- **Assigned task**:
Include no pictures. Output exactly the lines from the one that contains "[spot] the blurred background" through the final line of the entries.

- **Photo-based referring expression data**:
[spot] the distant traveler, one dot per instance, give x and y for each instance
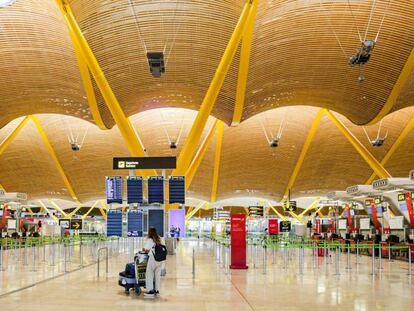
(156, 255)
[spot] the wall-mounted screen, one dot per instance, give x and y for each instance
(134, 190)
(156, 189)
(176, 189)
(114, 189)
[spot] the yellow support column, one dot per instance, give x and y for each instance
(49, 212)
(310, 207)
(87, 85)
(244, 65)
(189, 175)
(193, 138)
(70, 215)
(275, 211)
(407, 129)
(304, 151)
(90, 210)
(199, 206)
(366, 155)
(54, 157)
(125, 127)
(6, 142)
(57, 207)
(398, 86)
(219, 143)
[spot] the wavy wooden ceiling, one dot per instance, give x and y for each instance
(295, 60)
(249, 167)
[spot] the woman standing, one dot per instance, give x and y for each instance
(153, 272)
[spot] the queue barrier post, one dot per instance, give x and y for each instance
(106, 258)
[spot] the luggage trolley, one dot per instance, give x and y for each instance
(134, 274)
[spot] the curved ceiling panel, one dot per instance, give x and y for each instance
(38, 69)
(249, 167)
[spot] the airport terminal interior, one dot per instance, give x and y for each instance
(206, 155)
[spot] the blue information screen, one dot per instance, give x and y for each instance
(114, 189)
(177, 190)
(114, 223)
(156, 220)
(135, 224)
(134, 189)
(156, 189)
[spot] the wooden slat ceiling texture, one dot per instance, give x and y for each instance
(296, 62)
(249, 166)
(296, 58)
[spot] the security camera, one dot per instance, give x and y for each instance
(274, 143)
(75, 146)
(378, 142)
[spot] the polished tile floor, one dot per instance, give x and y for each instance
(319, 288)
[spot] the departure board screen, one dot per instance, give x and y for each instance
(114, 189)
(114, 223)
(134, 189)
(156, 189)
(177, 189)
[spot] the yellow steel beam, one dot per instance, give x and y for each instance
(194, 136)
(49, 212)
(189, 210)
(244, 66)
(103, 212)
(87, 84)
(57, 207)
(275, 211)
(54, 157)
(70, 215)
(398, 86)
(304, 151)
(219, 143)
(310, 207)
(124, 124)
(90, 210)
(366, 155)
(407, 129)
(189, 175)
(199, 206)
(6, 142)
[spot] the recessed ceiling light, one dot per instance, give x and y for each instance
(4, 3)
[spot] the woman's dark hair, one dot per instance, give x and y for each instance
(153, 235)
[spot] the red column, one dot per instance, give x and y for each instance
(374, 215)
(409, 202)
(238, 241)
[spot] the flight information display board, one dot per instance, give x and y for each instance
(113, 189)
(176, 189)
(256, 211)
(156, 189)
(135, 224)
(156, 220)
(134, 190)
(114, 223)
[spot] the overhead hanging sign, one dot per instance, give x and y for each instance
(144, 163)
(290, 206)
(76, 224)
(114, 189)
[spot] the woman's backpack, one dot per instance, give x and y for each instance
(160, 252)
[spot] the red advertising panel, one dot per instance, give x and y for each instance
(410, 208)
(374, 215)
(273, 227)
(348, 214)
(238, 241)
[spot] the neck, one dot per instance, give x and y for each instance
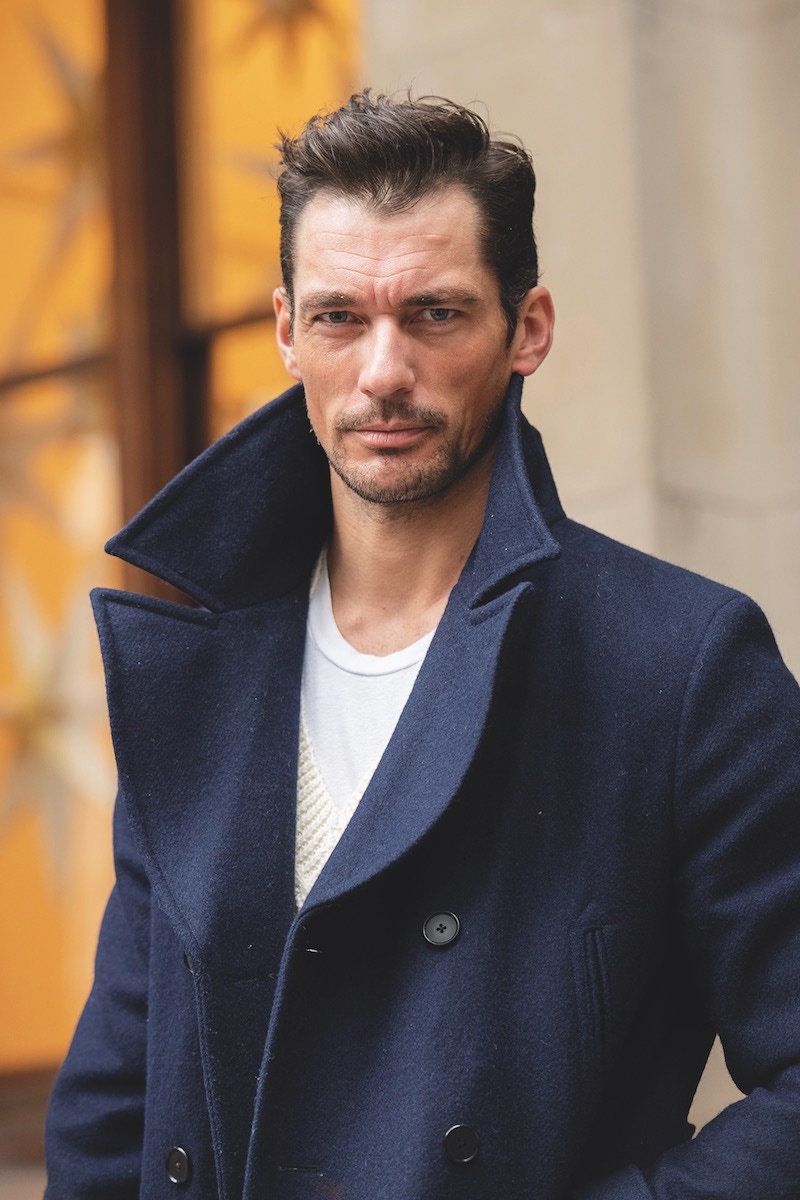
(394, 567)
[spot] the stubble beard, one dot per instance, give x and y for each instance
(417, 481)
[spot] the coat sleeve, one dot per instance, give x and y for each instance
(738, 887)
(95, 1121)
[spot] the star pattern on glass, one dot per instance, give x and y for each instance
(54, 712)
(284, 19)
(78, 149)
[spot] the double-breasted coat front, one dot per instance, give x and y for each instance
(594, 786)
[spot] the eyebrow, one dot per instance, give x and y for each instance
(316, 301)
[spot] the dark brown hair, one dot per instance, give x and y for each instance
(389, 153)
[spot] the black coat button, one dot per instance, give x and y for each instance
(462, 1144)
(441, 929)
(178, 1165)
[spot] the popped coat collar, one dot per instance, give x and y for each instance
(246, 520)
(204, 702)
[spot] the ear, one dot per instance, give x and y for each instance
(534, 335)
(283, 331)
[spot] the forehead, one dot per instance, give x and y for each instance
(437, 238)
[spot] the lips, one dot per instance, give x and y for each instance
(391, 437)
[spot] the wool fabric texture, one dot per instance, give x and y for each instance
(596, 772)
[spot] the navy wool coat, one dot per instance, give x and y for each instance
(596, 774)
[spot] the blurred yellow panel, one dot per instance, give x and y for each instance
(250, 66)
(59, 502)
(246, 372)
(53, 221)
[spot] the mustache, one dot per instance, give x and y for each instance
(385, 409)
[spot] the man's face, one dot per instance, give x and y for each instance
(400, 341)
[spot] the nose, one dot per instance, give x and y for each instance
(388, 366)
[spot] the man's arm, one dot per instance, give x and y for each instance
(738, 847)
(96, 1115)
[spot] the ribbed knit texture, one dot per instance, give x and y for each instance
(320, 823)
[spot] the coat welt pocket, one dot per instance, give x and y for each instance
(593, 991)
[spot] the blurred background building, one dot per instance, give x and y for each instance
(138, 233)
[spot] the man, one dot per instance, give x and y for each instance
(450, 832)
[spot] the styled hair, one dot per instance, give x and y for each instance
(389, 153)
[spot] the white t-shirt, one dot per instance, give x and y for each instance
(350, 701)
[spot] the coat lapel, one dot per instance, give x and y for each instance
(204, 718)
(214, 695)
(439, 730)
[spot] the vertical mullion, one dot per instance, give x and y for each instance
(158, 427)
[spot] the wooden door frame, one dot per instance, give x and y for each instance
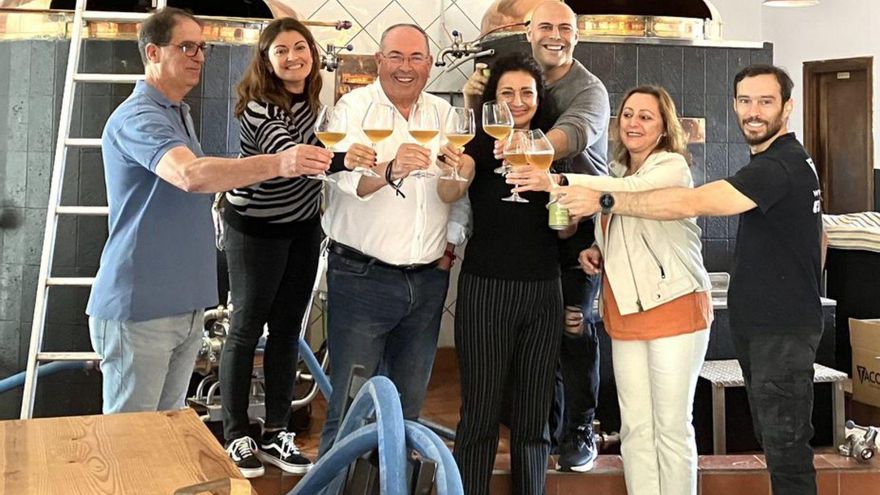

- **Written reply**:
[spot] the blurred background building, one dot per instance, give x and y for each instance
(138, 233)
[spot] the man, one dot per instance, give x and y for each instance
(450, 832)
[spot] the styled hair, one dot per instance, give x and y for each instance
(389, 153)
[spot] the white t-shirt, one dot per instance, give x and y for each instance
(350, 701)
[spot] the coat lapel, one dot per instance, give x and y for each instance
(204, 718)
(214, 695)
(439, 730)
[spot] the vertical mullion, one dot per instance, give x and y for each instance
(158, 427)
[spot] the wooden door frame, one dot per instance, give x and y for each instance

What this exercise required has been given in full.